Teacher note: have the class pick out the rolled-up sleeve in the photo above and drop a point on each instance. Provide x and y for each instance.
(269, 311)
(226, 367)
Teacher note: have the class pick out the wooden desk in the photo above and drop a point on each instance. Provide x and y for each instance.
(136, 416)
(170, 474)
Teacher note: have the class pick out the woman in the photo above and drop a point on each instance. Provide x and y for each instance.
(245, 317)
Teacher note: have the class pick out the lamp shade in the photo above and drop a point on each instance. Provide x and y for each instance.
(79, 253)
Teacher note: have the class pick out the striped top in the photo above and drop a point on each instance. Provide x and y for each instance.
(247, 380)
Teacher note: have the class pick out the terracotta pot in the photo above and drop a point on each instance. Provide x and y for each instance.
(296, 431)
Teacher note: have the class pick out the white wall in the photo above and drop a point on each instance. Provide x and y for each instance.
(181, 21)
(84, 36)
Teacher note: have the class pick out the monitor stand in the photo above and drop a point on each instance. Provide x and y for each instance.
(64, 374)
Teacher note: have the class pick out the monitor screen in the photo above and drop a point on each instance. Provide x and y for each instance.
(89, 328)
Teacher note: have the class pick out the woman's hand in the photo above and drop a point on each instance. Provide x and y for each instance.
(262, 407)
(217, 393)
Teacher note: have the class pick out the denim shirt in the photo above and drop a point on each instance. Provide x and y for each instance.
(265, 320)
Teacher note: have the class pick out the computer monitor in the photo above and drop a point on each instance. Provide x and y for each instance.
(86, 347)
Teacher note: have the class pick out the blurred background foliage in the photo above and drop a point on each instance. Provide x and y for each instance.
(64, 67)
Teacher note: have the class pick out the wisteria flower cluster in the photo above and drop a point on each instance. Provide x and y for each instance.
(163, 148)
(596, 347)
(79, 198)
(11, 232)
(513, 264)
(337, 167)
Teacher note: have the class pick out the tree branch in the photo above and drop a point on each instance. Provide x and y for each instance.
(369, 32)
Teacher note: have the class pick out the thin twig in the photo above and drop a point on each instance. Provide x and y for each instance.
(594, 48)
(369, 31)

━━━━━━━━━━━━━━━━━━━━

→ **Stated goal**
Your task is to extract the lines running from the one with "Teacher note: have the class pick out the denim" to the end of the material, inclusive, copying each exactly and adding nothing.

→ **Problem solution**
Teacher note: have the class pick out the denim shirt in the photo above and drop a point on each instance. Provide x and y for each instance.
(265, 320)
Teacher note: have the class pick out the computer monitor in the photo above and drop a point on each instance. Provide x and y for each instance.
(86, 347)
Teacher note: have the class pick out the blurred background foliage in the photo above and drop a point on each instance. Provide x and y for each instance.
(64, 67)
Teacher note: have the class pick out the wisteria flower cluster in the photo above and drop a point on each instance. Provide x and y for each instance.
(163, 148)
(596, 347)
(79, 198)
(11, 232)
(513, 264)
(337, 167)
Teacher note: have the class pick out the tree branch in the photo above and drop a point on each instance. Provide x and y for each instance.
(369, 32)
Teacher note: have the class pick out the thin twig in the photo above and drop a point on each instance. Provide x and y for each instance.
(594, 48)
(369, 31)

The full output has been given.